§ **Instruction**
All of the data below must be repeated exactly.

--- Begin ---

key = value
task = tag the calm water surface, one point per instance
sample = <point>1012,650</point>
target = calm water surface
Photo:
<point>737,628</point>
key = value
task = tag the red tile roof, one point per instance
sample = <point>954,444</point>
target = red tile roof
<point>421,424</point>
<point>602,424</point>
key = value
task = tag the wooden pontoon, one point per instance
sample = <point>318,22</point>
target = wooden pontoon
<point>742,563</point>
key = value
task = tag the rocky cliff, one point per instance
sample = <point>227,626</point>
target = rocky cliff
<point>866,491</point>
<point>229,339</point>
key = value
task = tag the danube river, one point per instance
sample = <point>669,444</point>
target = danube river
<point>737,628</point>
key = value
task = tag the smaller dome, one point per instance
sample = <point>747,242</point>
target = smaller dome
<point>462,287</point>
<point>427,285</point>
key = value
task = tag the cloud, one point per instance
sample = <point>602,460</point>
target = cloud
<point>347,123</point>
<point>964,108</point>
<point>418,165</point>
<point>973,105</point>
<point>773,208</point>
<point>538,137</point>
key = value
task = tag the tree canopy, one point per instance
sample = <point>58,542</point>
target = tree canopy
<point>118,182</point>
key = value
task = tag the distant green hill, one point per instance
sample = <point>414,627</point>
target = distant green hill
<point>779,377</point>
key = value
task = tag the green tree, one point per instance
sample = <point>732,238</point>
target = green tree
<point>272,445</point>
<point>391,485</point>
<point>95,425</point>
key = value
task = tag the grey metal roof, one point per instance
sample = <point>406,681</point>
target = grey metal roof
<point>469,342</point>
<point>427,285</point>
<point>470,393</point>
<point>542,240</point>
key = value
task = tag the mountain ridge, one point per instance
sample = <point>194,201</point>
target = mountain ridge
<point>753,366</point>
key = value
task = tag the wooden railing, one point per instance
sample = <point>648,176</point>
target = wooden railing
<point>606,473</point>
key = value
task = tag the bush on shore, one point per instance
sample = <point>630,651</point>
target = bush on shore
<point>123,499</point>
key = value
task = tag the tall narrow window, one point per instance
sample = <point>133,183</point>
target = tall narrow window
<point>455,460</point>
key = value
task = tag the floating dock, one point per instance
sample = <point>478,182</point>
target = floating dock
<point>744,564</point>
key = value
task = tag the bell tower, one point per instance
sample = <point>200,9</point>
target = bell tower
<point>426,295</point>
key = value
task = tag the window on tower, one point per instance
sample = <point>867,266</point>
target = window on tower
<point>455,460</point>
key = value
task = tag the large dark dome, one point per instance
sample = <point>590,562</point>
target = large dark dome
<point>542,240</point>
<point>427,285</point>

--- End ---

§ **Final answer**
key = value
task = tag the calm water surface, one point per instance
sample = <point>1012,650</point>
target = calm water surface
Photo:
<point>737,628</point>
key = value
task = tag the red tile roof, one point per instance
sample = <point>954,444</point>
target = red tile roof
<point>421,424</point>
<point>602,424</point>
key = value
task = tag the wooden pontoon, one point per instance
sample = <point>318,22</point>
target = wooden pontoon
<point>742,563</point>
key = value
task = tag the rocky cliff, one point per instance
sample = <point>227,626</point>
target = rocky cliff
<point>866,491</point>
<point>229,339</point>
key = value
task = tag the danube river, one point per instance
sample = <point>669,444</point>
target = danube river
<point>737,628</point>
key = value
task = tag the smaller dome, one point per instance
sample = <point>747,242</point>
target = smaller dome
<point>462,287</point>
<point>427,285</point>
key = value
task = tag the cloud, one point per instance
sample = <point>602,460</point>
target = cloud
<point>347,123</point>
<point>964,108</point>
<point>418,165</point>
<point>973,105</point>
<point>773,208</point>
<point>538,137</point>
key = value
task = tag the tree canopy, one point per instance
sample = <point>58,542</point>
target = tree canopy
<point>118,182</point>
key = value
task = tag the distant green hill, one point per instance
sample = <point>414,627</point>
target = distant green hill
<point>779,377</point>
key = value
task = tag the green tree, one point per instance
sample = <point>732,238</point>
target = green tree
<point>272,445</point>
<point>391,485</point>
<point>95,425</point>
key = value
task = tag the grey metal roof, one point per instance
sample = <point>406,681</point>
target = grey metal roof
<point>469,342</point>
<point>427,285</point>
<point>470,393</point>
<point>542,240</point>
key = value
task = tag the mountain ridge, one point per instance
sample = <point>194,201</point>
target = mountain ridge
<point>753,366</point>
key = value
task = tag the wooden railing, one point per instance
sample = <point>648,176</point>
target = wooden railing
<point>606,473</point>
key = value
task = tag the bush on shore, one point per instance
sample = <point>630,651</point>
target = bush on shore
<point>123,499</point>
key = value
task = tag the tall narrow window, one point per instance
sample = <point>133,183</point>
target = tall narrow window
<point>455,460</point>
key = value
task = tag the floating dock, one point per instance
sample = <point>478,182</point>
target = floating dock
<point>744,564</point>
key = value
task = tag the bell tower, one point per instance
sample = <point>200,9</point>
target = bell tower
<point>426,295</point>
key = value
task = tag the window on tower, one point per instance
sample = <point>867,266</point>
target = window on tower
<point>455,460</point>
key = value
task = tag the large dark dome, one point per instance
sample = <point>590,562</point>
target = large dark dome
<point>542,240</point>
<point>427,285</point>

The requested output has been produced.